• [Activity] Transcribe all the data, leaving each word as it is.

• [Data under study]
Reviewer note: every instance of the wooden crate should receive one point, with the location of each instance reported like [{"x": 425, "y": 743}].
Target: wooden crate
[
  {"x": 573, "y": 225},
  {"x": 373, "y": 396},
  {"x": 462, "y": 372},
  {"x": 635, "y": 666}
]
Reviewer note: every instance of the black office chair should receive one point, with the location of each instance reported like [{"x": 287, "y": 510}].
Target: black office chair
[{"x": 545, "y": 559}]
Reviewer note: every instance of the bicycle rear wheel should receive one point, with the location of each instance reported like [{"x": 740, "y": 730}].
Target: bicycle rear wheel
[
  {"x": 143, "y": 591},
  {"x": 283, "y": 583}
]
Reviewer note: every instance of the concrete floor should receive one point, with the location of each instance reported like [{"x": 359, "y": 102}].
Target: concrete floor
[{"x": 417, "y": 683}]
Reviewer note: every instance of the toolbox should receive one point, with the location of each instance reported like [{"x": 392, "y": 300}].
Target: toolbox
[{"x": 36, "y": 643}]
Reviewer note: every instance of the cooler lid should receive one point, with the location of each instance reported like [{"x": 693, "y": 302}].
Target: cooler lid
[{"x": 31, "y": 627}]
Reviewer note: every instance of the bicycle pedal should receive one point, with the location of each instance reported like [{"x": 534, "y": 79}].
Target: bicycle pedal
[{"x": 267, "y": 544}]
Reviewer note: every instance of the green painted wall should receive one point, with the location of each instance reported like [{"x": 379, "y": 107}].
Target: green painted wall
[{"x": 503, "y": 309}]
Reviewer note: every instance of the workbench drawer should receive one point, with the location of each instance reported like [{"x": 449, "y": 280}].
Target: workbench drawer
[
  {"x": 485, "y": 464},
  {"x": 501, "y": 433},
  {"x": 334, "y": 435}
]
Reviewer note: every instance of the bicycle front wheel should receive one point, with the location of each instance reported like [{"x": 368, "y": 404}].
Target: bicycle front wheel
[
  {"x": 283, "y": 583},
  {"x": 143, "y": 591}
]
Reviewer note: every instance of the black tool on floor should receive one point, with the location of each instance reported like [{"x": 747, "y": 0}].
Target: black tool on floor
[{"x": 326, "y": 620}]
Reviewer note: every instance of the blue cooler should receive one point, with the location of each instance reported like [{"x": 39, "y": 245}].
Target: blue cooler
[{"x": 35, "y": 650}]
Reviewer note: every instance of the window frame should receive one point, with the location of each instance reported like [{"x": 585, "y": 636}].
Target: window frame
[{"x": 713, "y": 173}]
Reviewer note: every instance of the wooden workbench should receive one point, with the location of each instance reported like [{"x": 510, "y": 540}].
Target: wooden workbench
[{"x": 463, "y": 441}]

• [Response]
Reviewer note: every instance of the wooden crate should receive one point, with the location of each instance reported like [{"x": 425, "y": 743}].
Target: wooden crate
[
  {"x": 573, "y": 225},
  {"x": 373, "y": 396},
  {"x": 462, "y": 372},
  {"x": 635, "y": 666}
]
Reviewer note: every instance of the black office chair should receive one point, with the location of each instance reported like [{"x": 287, "y": 510}].
Target: black office chair
[{"x": 545, "y": 559}]
Reviewer note: every instance of the bicycle rear wheel should receive one point, with the location of each instance reported like [{"x": 740, "y": 730}].
Target: bicycle rear wheel
[
  {"x": 143, "y": 591},
  {"x": 283, "y": 583}
]
Reviewer note: every instance of the concrete floor should receive one point, with the location of each instance reported like [{"x": 359, "y": 102}].
Target: concrete floor
[{"x": 417, "y": 683}]
Reviewer note: every instance of the toolbox should receive one point, with the location of each instance reported like [{"x": 392, "y": 300}].
Target: toolbox
[{"x": 36, "y": 643}]
Reviewer note: every instance of the cooler lid should receive one point, with the location of each instance reported like [{"x": 693, "y": 302}].
Target: cooler lid
[{"x": 31, "y": 627}]
Reviewer note: every instance of the bicycle pedal should receive one point, with the location of each instance reported like [{"x": 534, "y": 79}].
Target: bicycle pedal
[{"x": 267, "y": 544}]
Reviewer note: every instance of the green painted wall should receive one point, with the location of each instance reported like [{"x": 379, "y": 107}].
Target: green painted wall
[{"x": 503, "y": 309}]
Reviewer note: every instance of the workbench drawer should receive one point, with the location of each instance reported like [{"x": 449, "y": 280}].
Target: workbench drawer
[
  {"x": 485, "y": 464},
  {"x": 501, "y": 433},
  {"x": 334, "y": 435}
]
Reviewer note: every instance of the bicycle front wheel should receive one point, with the location of each instance reported like [{"x": 368, "y": 404}].
Target: bicycle front wheel
[
  {"x": 283, "y": 583},
  {"x": 143, "y": 591}
]
Reviewer note: every instance of the black tool on floor should receive one point, with the location of each instance reported like [{"x": 747, "y": 0}].
Target: black tool on floor
[{"x": 326, "y": 620}]
Reviewer note: every instance of the blue cooler should receive one point, with the location of each instance reported like [{"x": 39, "y": 245}].
Target: blue cooler
[{"x": 35, "y": 650}]
Reviewer note: every instance of the window frame should receive one point, with the location of each instance reported like [{"x": 585, "y": 636}].
Target: window frame
[{"x": 713, "y": 173}]
Reviewer note: every instance of the wooden workbench should receive one point, with the location of each instance reported like [{"x": 510, "y": 540}].
Target: wooden workbench
[{"x": 463, "y": 441}]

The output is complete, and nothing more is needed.